**WHAT YOU NEED TO DO**:
(a) In the review of Doctor Who: The Tenth Planet, which characters are followed by an actor's name in parentheses? List each character with that actor.
(b) Reproduce the passage of the review of The Tenth Planet word for word, starting at "The last episode" and ending at "original form, though.".

**EXCERPTED TEXT**:
★ ★ ★ ★ ★ ★ ★

Appellate Judge James A. Stewart is planning his nine-hundredth birthday bash already.
"It's far from being all over."—The Doctor, shortly before his first regeneration
William Hartnell uttered that line in 1966, and it proved true. In the midst of Doctor Who's fiftieth anniversary, BBC America and BBC Radio 4 Extra (which you can hear online) are celebrating with adventures and specials. The BBC's pronouncements make it sound like they're already preparing for the Doctor Who centennial, if not the bicentennial.
I will note that Hartnell's Doctor apparently died of old age. His successors' lifespans were trifles compared to the First Doctor's hundreds of years. He's still a young fool by Gallifreyan standards.
The last episode of Doctor Who: The Tenth Planet is gone, reproduced in two ways: with stills and clips, or with animation. My guess is that they chopped it up for clips by mistake at the Tenth Anniversary (Note to BBC: Be very careful with the first Dalek appearance in your clip shows, now and forever.). Three episodes still remain in their original form, though.
Facts of the Case
"All I can see is snow, snow, and more snow." That may be true at first for the crew of a South Pole space base in 1986, but soon they'll be seeing a blue hut and its three-person crew—the Doctor (William Hartnell, Brighton Rock), Polly (Anneke Wills, Strange Report), and Ben (Michael Craze,Two Left Feet). The Doctor, in turn, proclaims that the Cybermen will soon make their first appearance, hoping to get a battery recharge for their home planet by draining the Earth—and killing us all, of course. Soon, he's right. The South Pole crew will face as many as seven Cybermen at a time, and they'll see a lot of scary dots on a radar screen. News reports from Palomar Observatory in San Diego (another foreshadowing of the Doctor's future pop culture status) will confirm the Cybermen's invasion.
Somewhere in there, the Doctor takes ill, and—when the Cybermen are defeated, for now—heads back to the TARDIS, where his face becomes Patrick Troughton's just as the credits start to roll.
Today's viewer might find The Tenth Planet talky, but the sort of talk going on at the South Pole base will be familiar to viewers of The Walking Dead and many a zombie flick. Essentially, the TARDIS crew spends a lot of time discussing how to deal with Cybermen with General Cutler (Robert Beatty, 2001: A Space Odyssey), who actually runs the base and is supposed to make the decision. The Doctor and his companions want to hold off; Polly's even concerned about the lives of the Cybermen. General Cutler, however, wants to blast 'em with the Z-bomb. He's not totally cold-hearted; instead, he's concerned about what'll save the life of his son, who's an astronaut somewhere up there in the middle of this invasion. The discussion is handled well by the cast, despite hasty rewrites as the very human actor William Hartnell actually took ill during taping.

★ ★ ★ ★ ★ ★ ★

**DATASET EXTRACT**:
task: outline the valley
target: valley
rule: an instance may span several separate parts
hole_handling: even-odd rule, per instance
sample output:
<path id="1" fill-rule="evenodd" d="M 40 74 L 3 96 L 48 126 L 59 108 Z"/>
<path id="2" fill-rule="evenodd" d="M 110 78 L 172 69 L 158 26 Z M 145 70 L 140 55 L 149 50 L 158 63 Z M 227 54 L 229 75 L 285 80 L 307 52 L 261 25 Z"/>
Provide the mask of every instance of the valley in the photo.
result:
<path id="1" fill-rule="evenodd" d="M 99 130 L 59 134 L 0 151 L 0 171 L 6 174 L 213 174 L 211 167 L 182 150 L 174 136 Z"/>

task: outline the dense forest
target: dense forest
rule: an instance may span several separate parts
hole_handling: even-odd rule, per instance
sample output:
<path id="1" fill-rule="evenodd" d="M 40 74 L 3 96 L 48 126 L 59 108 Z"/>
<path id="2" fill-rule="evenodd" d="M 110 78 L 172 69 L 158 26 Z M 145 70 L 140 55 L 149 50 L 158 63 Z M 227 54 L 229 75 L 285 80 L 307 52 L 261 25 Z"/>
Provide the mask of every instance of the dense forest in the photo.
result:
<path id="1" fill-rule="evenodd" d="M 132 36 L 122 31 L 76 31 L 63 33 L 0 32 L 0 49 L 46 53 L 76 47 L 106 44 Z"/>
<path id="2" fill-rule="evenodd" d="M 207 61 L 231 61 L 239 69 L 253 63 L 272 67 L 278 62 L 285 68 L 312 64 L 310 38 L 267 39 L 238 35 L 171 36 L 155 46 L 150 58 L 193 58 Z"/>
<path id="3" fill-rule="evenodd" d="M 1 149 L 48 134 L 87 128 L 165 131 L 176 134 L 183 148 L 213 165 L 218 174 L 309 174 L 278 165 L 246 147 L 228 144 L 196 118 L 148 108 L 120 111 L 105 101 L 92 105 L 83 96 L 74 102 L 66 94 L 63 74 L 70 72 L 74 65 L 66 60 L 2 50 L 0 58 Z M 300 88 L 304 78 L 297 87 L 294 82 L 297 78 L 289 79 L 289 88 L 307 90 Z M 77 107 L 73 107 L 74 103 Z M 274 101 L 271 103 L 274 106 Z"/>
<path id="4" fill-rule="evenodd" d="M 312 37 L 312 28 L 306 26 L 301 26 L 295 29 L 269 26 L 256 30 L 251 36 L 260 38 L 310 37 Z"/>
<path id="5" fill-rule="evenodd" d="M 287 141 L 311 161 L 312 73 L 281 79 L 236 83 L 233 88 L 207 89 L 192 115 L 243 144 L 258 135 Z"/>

★ ★ ★ ★ ★ ★ ★

**SOLVED TASKS**:
(a)
- The Doctor: William Hartnell
- Polly: Anneke Wills
- Ben: Michael Craze
- General Cutler: Robert Beatty

(b)
The last episode of Doctor Who: The Tenth Planet is gone, reproduced in two ways: with stills and clips, or with animation. My guess is that they chopped it up for clips by mistake at the Tenth Anniversary (Note to BBC: Be very careful with the first Dalek appearance in your clip shows, now and forever.). Three episodes still remain in their original form, though.